- Consignes -
[a] D'après le texte sur Eugène Delacroix, à qui l'enfant fut-il confié après la mort de ses deux parents ?
[b] Reprenez le texte sur Eugène Delacroix après sa dernière phrase et poursuivez-le.

══ Texte fourni ══

Cette étude provient de la collection de Philippe Burty, un important critique d’art de la deuxième moitié du XIXème siècle qui fut chargé par Delacroix de classer ses estampes et ses dessins en préparation des ventes de son atelier après son décès.

 

  1. Eugène Delacroix « pour les cœurs mortels […] divin opium »[1]

 

Eugène Delacroix est né en 1798 dans un milieu privilégié : son père Charles Delacroix, qui avait été brièvement ministre des Affaires étrangères sous le Directoire, était alors ambassadeur en Hollande. Sa mère, Victoire Oeben, est issue d'une famille d'artisans. Les deux parents décèdent prématurément, le père en 1805, la mère en 1814, laissant Eugène à la charge de sa sœur aînée, Henriette de Verninac, l’épouse d'un ancien ambassadeur en Turquie et ministre plénipotentiaire en Suisse. Enfant, il avait joué sur les genoux de Talleyrand, successeur de son père au ministère des Affaires étrangères. Il a été suggéré, mais non prouvé, que Talleyrand, auquel Delacroix ressemblait beaucoup à la fin de sa vie, était en fait son véritable père.

═══
══ Matériel ══

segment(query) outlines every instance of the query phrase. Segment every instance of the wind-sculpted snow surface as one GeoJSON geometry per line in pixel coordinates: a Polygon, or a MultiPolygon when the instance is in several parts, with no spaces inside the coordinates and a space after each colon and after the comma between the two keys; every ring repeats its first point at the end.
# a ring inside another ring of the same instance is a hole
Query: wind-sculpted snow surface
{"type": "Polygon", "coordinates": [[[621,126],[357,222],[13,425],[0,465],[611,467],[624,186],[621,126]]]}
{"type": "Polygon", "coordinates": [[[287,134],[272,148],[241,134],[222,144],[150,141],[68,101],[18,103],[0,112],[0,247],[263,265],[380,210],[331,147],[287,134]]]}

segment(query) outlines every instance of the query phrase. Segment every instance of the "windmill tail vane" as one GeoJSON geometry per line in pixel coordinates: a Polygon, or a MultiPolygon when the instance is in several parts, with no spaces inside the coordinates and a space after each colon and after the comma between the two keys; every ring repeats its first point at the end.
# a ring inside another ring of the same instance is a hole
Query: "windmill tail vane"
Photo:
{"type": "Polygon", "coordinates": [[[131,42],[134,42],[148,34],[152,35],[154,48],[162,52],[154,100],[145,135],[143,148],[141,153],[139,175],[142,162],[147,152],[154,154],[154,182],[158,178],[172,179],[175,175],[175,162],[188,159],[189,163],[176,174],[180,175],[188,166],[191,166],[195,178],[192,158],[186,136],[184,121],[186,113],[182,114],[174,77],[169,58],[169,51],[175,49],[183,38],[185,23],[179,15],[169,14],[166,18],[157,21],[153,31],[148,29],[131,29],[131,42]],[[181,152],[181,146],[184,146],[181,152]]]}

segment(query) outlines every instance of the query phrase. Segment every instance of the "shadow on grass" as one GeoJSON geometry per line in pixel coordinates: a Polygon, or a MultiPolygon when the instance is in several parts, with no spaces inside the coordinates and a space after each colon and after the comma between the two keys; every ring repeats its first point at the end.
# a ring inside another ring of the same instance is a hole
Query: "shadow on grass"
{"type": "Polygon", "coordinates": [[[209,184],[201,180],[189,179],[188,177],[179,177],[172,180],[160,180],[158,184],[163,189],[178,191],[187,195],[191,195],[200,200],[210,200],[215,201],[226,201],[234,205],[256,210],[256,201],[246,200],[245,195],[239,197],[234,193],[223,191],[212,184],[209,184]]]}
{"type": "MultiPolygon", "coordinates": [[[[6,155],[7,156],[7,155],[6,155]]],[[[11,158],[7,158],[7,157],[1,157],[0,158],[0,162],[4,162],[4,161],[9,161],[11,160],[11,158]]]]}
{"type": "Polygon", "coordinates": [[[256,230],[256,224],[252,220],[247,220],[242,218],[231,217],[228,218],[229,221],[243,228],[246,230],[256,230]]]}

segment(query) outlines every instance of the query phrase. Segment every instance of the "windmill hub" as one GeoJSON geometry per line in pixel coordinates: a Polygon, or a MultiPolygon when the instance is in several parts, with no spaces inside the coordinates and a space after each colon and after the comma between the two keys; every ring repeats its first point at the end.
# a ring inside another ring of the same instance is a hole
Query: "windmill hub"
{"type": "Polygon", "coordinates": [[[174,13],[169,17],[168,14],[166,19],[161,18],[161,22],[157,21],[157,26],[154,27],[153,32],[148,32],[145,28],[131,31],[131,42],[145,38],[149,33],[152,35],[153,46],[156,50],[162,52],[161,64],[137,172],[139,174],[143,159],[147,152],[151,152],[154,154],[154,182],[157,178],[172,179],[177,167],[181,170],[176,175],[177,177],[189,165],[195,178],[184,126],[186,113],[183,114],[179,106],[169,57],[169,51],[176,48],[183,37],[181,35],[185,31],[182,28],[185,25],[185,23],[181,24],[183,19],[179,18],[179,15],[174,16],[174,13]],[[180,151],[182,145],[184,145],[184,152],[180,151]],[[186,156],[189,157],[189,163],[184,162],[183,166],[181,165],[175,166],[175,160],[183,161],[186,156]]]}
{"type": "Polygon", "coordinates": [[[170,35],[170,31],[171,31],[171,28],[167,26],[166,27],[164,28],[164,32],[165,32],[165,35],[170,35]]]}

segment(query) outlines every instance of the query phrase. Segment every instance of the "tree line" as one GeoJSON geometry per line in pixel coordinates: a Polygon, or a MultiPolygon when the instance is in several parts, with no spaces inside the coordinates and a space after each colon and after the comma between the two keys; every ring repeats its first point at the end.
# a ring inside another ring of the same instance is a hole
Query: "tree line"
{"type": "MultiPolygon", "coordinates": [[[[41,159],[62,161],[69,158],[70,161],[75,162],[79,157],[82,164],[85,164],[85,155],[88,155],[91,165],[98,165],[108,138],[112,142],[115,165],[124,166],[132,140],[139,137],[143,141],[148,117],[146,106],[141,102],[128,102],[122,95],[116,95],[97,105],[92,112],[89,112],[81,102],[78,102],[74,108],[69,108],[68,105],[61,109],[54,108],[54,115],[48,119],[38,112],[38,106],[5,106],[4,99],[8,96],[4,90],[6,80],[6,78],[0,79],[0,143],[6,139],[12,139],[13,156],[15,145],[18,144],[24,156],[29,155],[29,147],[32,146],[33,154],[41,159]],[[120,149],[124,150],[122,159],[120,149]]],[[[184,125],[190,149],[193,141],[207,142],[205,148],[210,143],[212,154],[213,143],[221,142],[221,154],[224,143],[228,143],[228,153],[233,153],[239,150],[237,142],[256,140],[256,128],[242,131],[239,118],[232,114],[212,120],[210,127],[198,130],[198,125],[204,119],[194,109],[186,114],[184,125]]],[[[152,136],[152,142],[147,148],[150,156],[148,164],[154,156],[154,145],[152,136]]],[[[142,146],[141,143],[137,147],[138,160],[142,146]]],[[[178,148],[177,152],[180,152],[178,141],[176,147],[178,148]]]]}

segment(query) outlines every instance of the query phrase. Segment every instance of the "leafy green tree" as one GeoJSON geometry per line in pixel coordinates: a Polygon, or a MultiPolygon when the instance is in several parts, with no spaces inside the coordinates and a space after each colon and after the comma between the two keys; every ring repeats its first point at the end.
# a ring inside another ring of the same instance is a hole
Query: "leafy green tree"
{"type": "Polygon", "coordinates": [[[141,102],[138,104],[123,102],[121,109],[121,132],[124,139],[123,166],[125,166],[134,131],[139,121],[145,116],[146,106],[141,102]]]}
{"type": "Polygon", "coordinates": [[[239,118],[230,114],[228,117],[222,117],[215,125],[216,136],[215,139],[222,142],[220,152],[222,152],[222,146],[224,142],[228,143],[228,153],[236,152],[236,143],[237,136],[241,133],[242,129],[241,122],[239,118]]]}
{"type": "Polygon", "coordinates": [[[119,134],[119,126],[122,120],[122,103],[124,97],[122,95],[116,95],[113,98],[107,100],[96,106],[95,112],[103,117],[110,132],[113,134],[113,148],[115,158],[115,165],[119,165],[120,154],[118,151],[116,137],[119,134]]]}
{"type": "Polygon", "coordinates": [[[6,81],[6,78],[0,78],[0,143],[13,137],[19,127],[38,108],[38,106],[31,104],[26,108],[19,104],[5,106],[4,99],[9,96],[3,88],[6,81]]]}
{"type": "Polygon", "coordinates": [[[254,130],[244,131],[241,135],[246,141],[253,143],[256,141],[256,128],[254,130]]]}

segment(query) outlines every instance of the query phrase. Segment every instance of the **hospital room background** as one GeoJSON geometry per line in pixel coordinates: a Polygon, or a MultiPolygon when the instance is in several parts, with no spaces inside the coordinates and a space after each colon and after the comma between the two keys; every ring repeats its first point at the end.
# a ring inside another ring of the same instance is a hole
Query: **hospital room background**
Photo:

═══

- Corrigé -
[a] À sa sœur aînée, Henriette de Verninac.

[b]
En 1815, Delacroix, âgé de dix-sept ans, commence à prendre des leçons de peinture avec Pierre Guérin (1774-1833), par l'atelier duquel Théodore Gericault était brièvement passé. L'enseignement classique n'a que peu d'effet sur lui : artiste autodidacte, sa véritable école sera le Louvre, où la splendeur de Titien, Véronèse et Rubens brillent suffisamment pour éclipser l'école de David. Parmi ses collègues copistes dans les galeries du Louvre, il rencontre le jeune Anglais Richard Parkes Bonington (1801-1828) qui, aux côtés de son ami Raymond Soulier, l'initie à l'aquarelle et à une tradition britannique du colorisme, et qui contribue à éveiller son intérêt pour Shakespeare, Byron et Scott, les principales sources littéraires de son romantisme.

 

En 1822, à ses débuts au Salon, sa Barque de Dante (Louvre), attire l'attention. Deux ans plus tard, ses Massacres de Chios (Louvre) font irruption au Salon de 1824 comme "un hymne terrifiant en l'honneur du destin et de la souffrance irrémédiable"[2]. L'achat de l'œuvre par le gouvernement permet à Delacroix de visiter l'Angleterre au printemps et à l'été 1825.

 

La colossale et orgiaque Mort de Sardanapale (Louvre), exposée au Salon de 1827, est un nouveau choc pour le public. Delacroix avait tiré le sujet d'une pièce de Byron, mais a composé la distribution voluptueuse de cette scène de massacre à partir de sa propre imagination. La Révolution de 1830 lui inspire sa seule œuvre véritablement populaire, La Liberté guidant le peuple (Louvre). Pour une fois, le public et la critique s'unissent pour louer l'artiste, et le gouvernement de Louis-Philippe lui décerne la Légion d'honneur.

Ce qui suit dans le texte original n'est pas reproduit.